## AUFGABEN
1. Seit wie vielen Jahren lebt die Seniorin laut dem Zeitungsartikel zum Trickdiebstahl in ihrer Wohnanlage?
2. Schreiben Sie aus dem Zeitungsartikel zum Trickdiebstahl den Abschnitt von „Düsseldorf · Vor“ bis einschließlich „Folgen des Überfalls.“ wortgetreu ab.

## EXTRAHIERTER TEXT
Seniorin leidet an Folgen des Überfalls 93-Jährige Opfer eines Trickdiebs

Düsseldorf · Vor zwei Wochen stand ein angeblicher Stadtwerker in der Wohnung von Margarete Clausnitz, weil es in der Nachbarschaft einen Rohrbruch gegeben hatte. Das war gelogen. Und als der Mann wieder weg war, fehlten 900 Euro. Die Seniorin leidet noch immer unter den Folgen des Überfalls.

 Margarete Clausnitz öffnet Fremden die Wohnungstür nur noch bei vorgelegte Sicherheitskette.

Margarete Clausnitz öffnet Fremden die Wohnungstür nur noch bei vorgelegte Sicherheitskette.

Foto: Werner Gabriel

Zum ersten Mal in ihren 93 Jahren schläft sie nicht mehr gut. Ein paar Mal in der Nacht wacht sie auf, und dann sieht sie wieder diesen Mann vor sich. Seit Margarete Clausnitz *) vor zwei Wochen in ihrer Wohnung einem Trickbetrüger zum Opfer fiel, der sich als Stadtwerke-Mitarbeiter ausgegeben hat, ist nichts mehr wie vorher. "Ich bin traumatisiert", sagt die Arztwitwe. "Und ich kann nichts dagegen machen."

Die Wohnanlage, in der sie seit 15 Jahren lebt, ist auf die Bedürfnisse von Senioren ausgerichtet. Womöglich hat der etwa 50 Jahre alte, dicke Mann sich deshalb die Adresse ausgesucht, als er am 1. März auf Beutezug ging. "Er hat Sturm geklingelt und ,schnell, schnell, das ist ein Notfall' in die Sprechanlage geschrien", sagt Margarete Clausnitz. Sie drückte auf den Türöffner, öffnete ihre Wohnungstür im ersten Stock. "Da war er auch schon die Treppe hoch gerannt und drängte mich in den Flur." Erst viel später bemerkte die alte Dame, dass er sie dabei verletzt hat — die Schulter ist verrenkt. Doch zuerst hatte sie andere Sorgen: "Der Mann war total hektisch, schrie immer nur, gleich stünde alles unter Wasser, er müsse alle Hähne aufdrehen." Im Bad räumte er ein Schränkchen aus, "angeblich brauchte er Handtücher". Als Margarete Clausnitz ihren kleinen Hund auf den Arm nahm, um ihn zu beruhigen, folgte ihr der Mann ins Wohnzimmer. "Er sagte, er müsse an die Heizung."

Dann ging er plötzlich. Es sei alles wieder in Ordnung, sein Kollege warte nebenan. Weg war er. "Da kam mir das komisch vor. Ich rief die Hausverwaltung an — und die riet mir sofort die Polizei zu holen."

Das tat die Seniorin — und erst die Polizistin, der sie den Vorfall schilderte, bemerkte, warum der falsche Stadtwerker wirklich da gewesen war: "Als er sich angeblich an der Heizung zu schaffen machte, hat er auch die Geldbörse aus meiner Handtasche genommen." 900 Euro fehlten daraus. Die hatte die Haushaltshilfe erst am Morgen für die Rentnerin von der Bank geholt.

## BEREITGESTELLTE DATEN
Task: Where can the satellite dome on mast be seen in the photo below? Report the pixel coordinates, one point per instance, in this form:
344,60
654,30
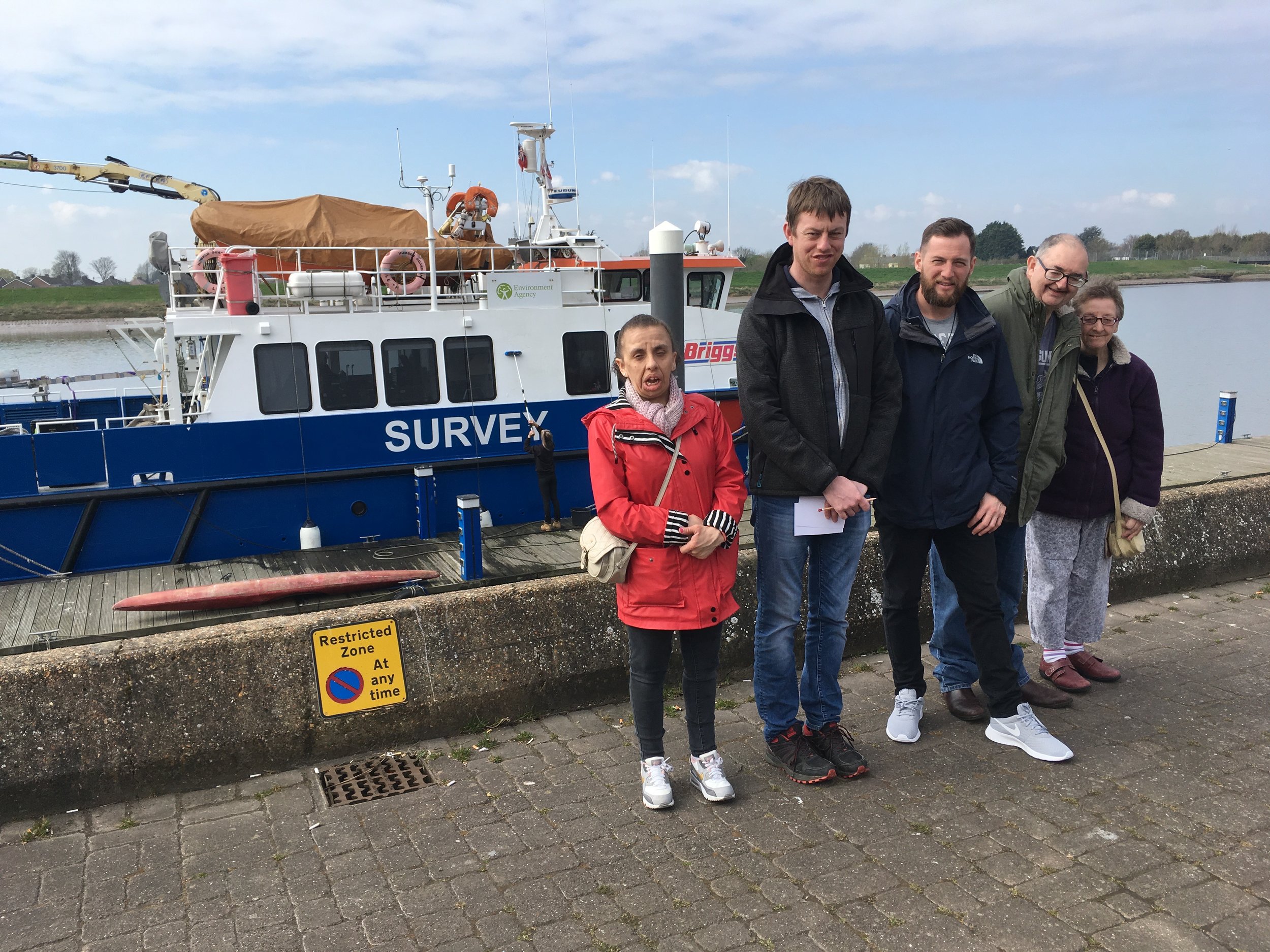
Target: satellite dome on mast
531,155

## LÖSUNGEN
1. Seit 15 Jahren.

2.
Düsseldorf · Vor zwei Wochen stand ein angeblicher Stadtwerker in der Wohnung von Margarete Clausnitz, weil es in der Nachbarschaft einen Rohrbruch gegeben hatte. Das war gelogen. Und als der Mann wieder weg war, fehlten 900 Euro. Die Seniorin leidet noch immer unter den Folgen des Überfalls.